DESAFIOS ▸
A) De acordo com o texto sobre o verso hitita, em que cidade foram encontradas as tabuinhas numeradas em KBo?
B) Indique se cada afirmação concorda com o texto sobre o verso hitita, respondendo sim ou não e citando as palavras decisivas: (i) o verso traduzido é o de número 28; (ii) as tabuinhas estão escritas em acádio; (iii) nos rituais fúnebres reais, as mulheres recebiam um arco e flechas.
C) Prossiga o texto sobre o verso hitita a partir da última frase apresentada.

SEGMENTO DO DOCUMENTO ▸
........

Esta é uma tradução livre[1], de um verso de um texto hitita que descreve a viagem da alma para o além.

Literalmente, este versículo, o nº 28, diz:

Nu ku-in KASKAL-an har-zi u-ra-an KASKAL-na har-zi mar-nu-wa-la-na KASKAL-na harzi

Qual é o caminho? É o grande caminho. O caminho que faz com que tudo desapareça.

Este texto foi elaborado com as tabuinhas fragmentadas KBo 22.178 + KUB 48.109 + 43.60 (CTH 457). Estão escritas em hitita na bela caligrafia cuneiforme, e as numeradas por exemplo em KBo, foram encontradas na capital do reino, Hattusas. O CTH indica o “Catálogo de Textos Hititas”, a que se pode aceder facilmente na internet.

A última parte do texto indica, aparentemente, um possível ritual funerário dedicado a uma dama. Nos rituais fúnebres reais, ao final do segundo dia, entregava-se aos homens um arco e flechas, e às mulheres uma roca e um fuso.

........

INFORMAÇÕES FORNECIDAS ▸
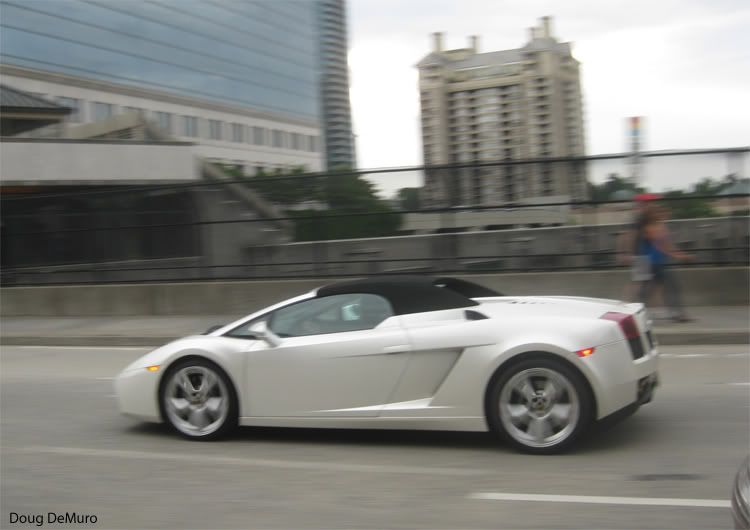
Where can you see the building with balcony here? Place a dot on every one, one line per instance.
(516, 108)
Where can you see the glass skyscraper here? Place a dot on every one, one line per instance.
(254, 54)
(258, 84)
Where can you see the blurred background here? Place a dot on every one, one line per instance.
(175, 140)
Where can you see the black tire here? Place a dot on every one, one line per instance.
(186, 410)
(540, 405)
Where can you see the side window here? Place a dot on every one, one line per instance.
(330, 314)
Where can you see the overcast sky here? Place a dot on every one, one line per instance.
(683, 64)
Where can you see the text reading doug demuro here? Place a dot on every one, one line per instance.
(40, 519)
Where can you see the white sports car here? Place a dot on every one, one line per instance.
(405, 353)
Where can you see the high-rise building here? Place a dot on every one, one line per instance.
(334, 85)
(241, 79)
(522, 104)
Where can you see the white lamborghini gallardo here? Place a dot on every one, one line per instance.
(405, 353)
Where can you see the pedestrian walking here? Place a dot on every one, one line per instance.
(658, 249)
(631, 246)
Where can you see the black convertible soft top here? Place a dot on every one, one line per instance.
(414, 294)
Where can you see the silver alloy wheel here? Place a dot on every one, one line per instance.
(196, 400)
(539, 407)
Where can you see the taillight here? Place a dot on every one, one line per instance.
(629, 329)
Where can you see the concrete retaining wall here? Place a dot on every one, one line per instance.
(701, 287)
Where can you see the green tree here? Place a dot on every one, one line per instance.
(408, 198)
(613, 184)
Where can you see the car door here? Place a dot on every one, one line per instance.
(338, 356)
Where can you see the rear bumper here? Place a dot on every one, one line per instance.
(646, 387)
(619, 380)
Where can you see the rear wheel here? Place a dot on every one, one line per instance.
(198, 400)
(540, 405)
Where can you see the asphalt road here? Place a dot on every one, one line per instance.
(66, 449)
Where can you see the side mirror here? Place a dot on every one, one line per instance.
(261, 331)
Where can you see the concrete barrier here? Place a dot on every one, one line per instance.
(725, 286)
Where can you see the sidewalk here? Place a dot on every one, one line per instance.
(712, 325)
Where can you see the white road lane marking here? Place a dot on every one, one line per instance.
(100, 348)
(253, 462)
(702, 355)
(584, 499)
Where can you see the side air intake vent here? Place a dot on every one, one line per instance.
(474, 315)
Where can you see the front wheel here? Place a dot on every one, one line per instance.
(198, 400)
(539, 405)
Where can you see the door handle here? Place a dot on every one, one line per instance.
(401, 348)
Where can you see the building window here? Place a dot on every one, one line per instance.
(297, 141)
(259, 136)
(312, 144)
(214, 129)
(136, 110)
(75, 107)
(237, 132)
(190, 126)
(102, 111)
(164, 121)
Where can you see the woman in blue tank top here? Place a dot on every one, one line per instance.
(657, 246)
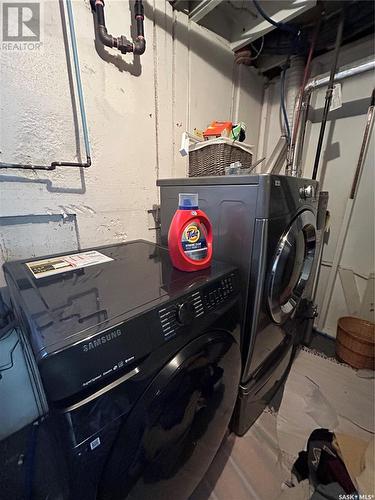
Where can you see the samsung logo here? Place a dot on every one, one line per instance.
(101, 340)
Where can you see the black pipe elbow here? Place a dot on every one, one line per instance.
(106, 39)
(139, 45)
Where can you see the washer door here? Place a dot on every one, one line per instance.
(166, 445)
(291, 267)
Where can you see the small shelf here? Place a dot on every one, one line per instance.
(238, 21)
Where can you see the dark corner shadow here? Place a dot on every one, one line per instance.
(48, 183)
(119, 60)
(215, 55)
(332, 151)
(208, 483)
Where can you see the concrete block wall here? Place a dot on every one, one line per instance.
(343, 138)
(137, 108)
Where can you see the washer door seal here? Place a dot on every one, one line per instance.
(291, 266)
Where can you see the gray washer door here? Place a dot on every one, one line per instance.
(291, 266)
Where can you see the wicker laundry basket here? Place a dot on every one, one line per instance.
(355, 342)
(211, 157)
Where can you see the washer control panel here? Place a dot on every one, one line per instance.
(191, 307)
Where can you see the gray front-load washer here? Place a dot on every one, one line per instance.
(266, 226)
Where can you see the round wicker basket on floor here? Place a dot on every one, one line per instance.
(355, 342)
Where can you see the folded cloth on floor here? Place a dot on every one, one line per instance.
(323, 462)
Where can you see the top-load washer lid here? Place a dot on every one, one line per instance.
(86, 323)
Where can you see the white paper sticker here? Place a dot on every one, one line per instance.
(336, 102)
(57, 265)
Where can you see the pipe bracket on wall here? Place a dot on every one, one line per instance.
(121, 43)
(55, 164)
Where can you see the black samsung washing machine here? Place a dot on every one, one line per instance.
(266, 226)
(139, 364)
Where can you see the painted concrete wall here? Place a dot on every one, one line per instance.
(137, 109)
(344, 133)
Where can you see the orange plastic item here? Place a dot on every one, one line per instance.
(217, 129)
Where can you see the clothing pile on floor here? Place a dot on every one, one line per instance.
(319, 393)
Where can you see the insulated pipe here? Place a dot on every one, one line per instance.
(346, 72)
(55, 164)
(314, 84)
(121, 43)
(329, 93)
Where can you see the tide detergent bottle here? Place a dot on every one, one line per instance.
(190, 236)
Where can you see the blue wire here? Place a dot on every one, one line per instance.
(78, 78)
(282, 103)
(283, 26)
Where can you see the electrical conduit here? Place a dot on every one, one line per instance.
(120, 43)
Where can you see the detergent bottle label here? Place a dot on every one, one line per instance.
(193, 241)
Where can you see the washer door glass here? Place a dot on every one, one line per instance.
(291, 267)
(166, 445)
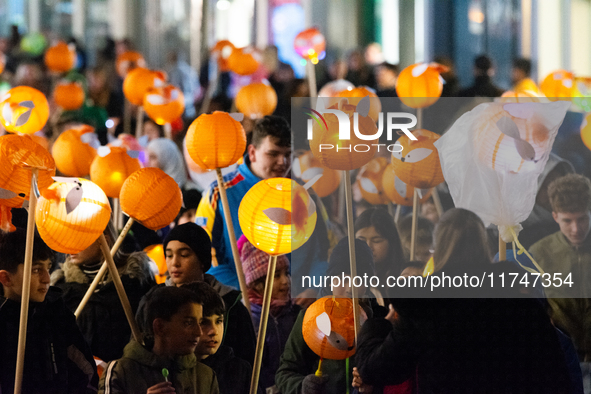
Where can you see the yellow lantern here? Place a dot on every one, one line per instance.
(71, 214)
(277, 215)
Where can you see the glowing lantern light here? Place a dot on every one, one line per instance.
(216, 140)
(369, 180)
(420, 85)
(256, 100)
(277, 215)
(399, 192)
(69, 95)
(417, 164)
(306, 167)
(111, 167)
(71, 214)
(74, 150)
(151, 197)
(61, 57)
(328, 328)
(164, 105)
(24, 110)
(138, 81)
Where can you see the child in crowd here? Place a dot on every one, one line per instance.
(57, 359)
(169, 319)
(232, 372)
(283, 313)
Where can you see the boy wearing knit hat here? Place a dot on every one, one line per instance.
(188, 257)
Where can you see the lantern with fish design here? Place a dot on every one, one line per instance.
(277, 215)
(24, 110)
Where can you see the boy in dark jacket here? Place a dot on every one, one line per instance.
(232, 372)
(57, 359)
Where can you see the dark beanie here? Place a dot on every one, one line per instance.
(196, 238)
(338, 263)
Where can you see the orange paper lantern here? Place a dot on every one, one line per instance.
(256, 100)
(71, 215)
(111, 170)
(329, 329)
(369, 180)
(399, 192)
(558, 84)
(24, 110)
(69, 95)
(277, 215)
(138, 81)
(244, 61)
(73, 157)
(61, 57)
(420, 85)
(164, 105)
(417, 164)
(216, 140)
(307, 167)
(344, 154)
(151, 197)
(310, 44)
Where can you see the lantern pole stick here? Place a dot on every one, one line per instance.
(258, 359)
(120, 289)
(139, 122)
(311, 78)
(232, 235)
(26, 289)
(352, 256)
(99, 276)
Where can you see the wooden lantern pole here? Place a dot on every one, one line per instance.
(104, 267)
(258, 359)
(232, 235)
(26, 290)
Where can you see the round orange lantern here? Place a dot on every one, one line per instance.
(244, 61)
(72, 214)
(216, 140)
(151, 197)
(417, 163)
(277, 215)
(69, 95)
(558, 84)
(399, 192)
(164, 105)
(420, 85)
(111, 170)
(138, 81)
(24, 110)
(356, 94)
(338, 154)
(307, 167)
(310, 44)
(369, 180)
(127, 61)
(256, 100)
(72, 155)
(223, 49)
(329, 329)
(61, 57)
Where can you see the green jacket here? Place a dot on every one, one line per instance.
(140, 369)
(571, 305)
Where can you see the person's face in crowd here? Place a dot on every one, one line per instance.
(574, 225)
(379, 245)
(182, 263)
(211, 339)
(269, 160)
(181, 334)
(13, 282)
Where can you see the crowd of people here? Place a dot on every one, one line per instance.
(199, 337)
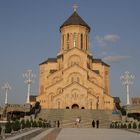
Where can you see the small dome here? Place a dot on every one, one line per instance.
(75, 19)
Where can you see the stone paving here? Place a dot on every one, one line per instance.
(96, 134)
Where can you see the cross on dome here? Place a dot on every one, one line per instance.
(75, 7)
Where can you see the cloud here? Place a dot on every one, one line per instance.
(104, 41)
(115, 59)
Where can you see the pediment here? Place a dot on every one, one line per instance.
(75, 85)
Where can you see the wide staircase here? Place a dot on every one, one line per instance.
(67, 117)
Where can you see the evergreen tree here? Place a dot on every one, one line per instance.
(16, 125)
(129, 125)
(28, 124)
(23, 125)
(8, 127)
(139, 126)
(34, 124)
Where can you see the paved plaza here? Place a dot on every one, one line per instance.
(96, 134)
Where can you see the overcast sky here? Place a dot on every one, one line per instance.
(29, 34)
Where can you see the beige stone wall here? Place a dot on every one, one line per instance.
(75, 81)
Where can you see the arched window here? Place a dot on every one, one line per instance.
(81, 41)
(68, 41)
(74, 41)
(62, 42)
(58, 104)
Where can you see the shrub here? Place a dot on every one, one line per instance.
(139, 126)
(23, 125)
(125, 126)
(111, 125)
(8, 127)
(28, 124)
(34, 124)
(40, 124)
(134, 125)
(16, 125)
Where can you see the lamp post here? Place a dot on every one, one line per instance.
(6, 87)
(29, 77)
(127, 80)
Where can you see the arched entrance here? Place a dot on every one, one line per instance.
(75, 106)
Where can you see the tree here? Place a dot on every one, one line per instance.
(134, 125)
(28, 124)
(139, 126)
(40, 123)
(34, 124)
(129, 125)
(8, 127)
(23, 125)
(16, 125)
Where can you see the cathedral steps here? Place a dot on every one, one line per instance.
(67, 117)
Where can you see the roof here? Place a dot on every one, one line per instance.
(75, 19)
(100, 61)
(49, 60)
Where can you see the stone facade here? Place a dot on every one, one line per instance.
(75, 79)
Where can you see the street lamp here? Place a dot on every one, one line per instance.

........

RESULTADOS EM ORDEM ▸
A) Em Hattusas, a capital do reino.

B)
(i) Sim: "este versículo, o nº 28".
(ii) Não: "Estão escritas em hitita na bela caligrafia cuneiforme".
(iii) Não: "às mulheres uma roca e um fuso".

C)
Embora não seja fácil com as cenas do texto descrever uma história, diz assim:

“Tudo dorme, o boi, as ovelhas, o próprio Céu e a Terra, [porque chegou o momento da morte]. E onde está a alma nesse momento? [Pois a alma está “perdida” e deve ser trazida para o lugar e ato mágico do cerimonial.] Se está na montanha, na planície ou num campo arado, que a abelha faça uma viagem de três ou quatro dias e a traga para o seu lugar. Se está no mar, que a traga um pato-bravo [migratório]. Se está no rio, que a traga o cisne. Mas o que está no céu, que traga a águia. Que a desejada [alma] seja golpeada com as suas garras, que o bode a agrida com seus chifres, que a mãe ovelha lhe bata com o focinho [Para lhe dizer que este já não é o seu lugar, que deve seguir o caminho do invisível]. A Deusa Mãe chora, chora e sofre. As coisas boas abrem-se nas nove partes do corpo, deixam que ela [a Deusa Mãe? a Terra?] seja agredida [ou seja, que se abram nela estas portas da morte que permitem a liberdade das diferentes almas]. A alma está-se a abrir e avançar em todas as suas partes [como uma flor]. Que não se faça nenhum oráculo sobre isso! [porque já não está na Terra onde os oráculos anunciam felicidade, infortúnio ou recomendações, a alma viaja para a Luz?] A alma é grande! A alma é grande! De quem é grande a alma? A alma do mortal [a alma humana] é grande. A alma é grande! Tem o grande caminho, o caminho que faz com que as coisas desapareçam. O homem do caminho [o equivalente ao Anúbis egípcio?] preparou-a para o caminho. Um bem sagrado da Deusa do Sol é a alma. A alma pertence aos deuses. Porque devo ir para onde os mortais perdem-se. [Por quê seguir o caminho da morte, aquele que leva novamente aos mortais se a minha condição é divina?] A alma dos mortos deve comer argila e também beber lodo. Porque devo ir para dasanata [termo intraduzido]. Se caio no rio, caio no poço. Deveria ir ao tenawa [termo intraduzido]? Não me deixe ir. O tenawa é o mal. Deixa-me ir rápido para o prado. Que não seja derrubado por um Deus.”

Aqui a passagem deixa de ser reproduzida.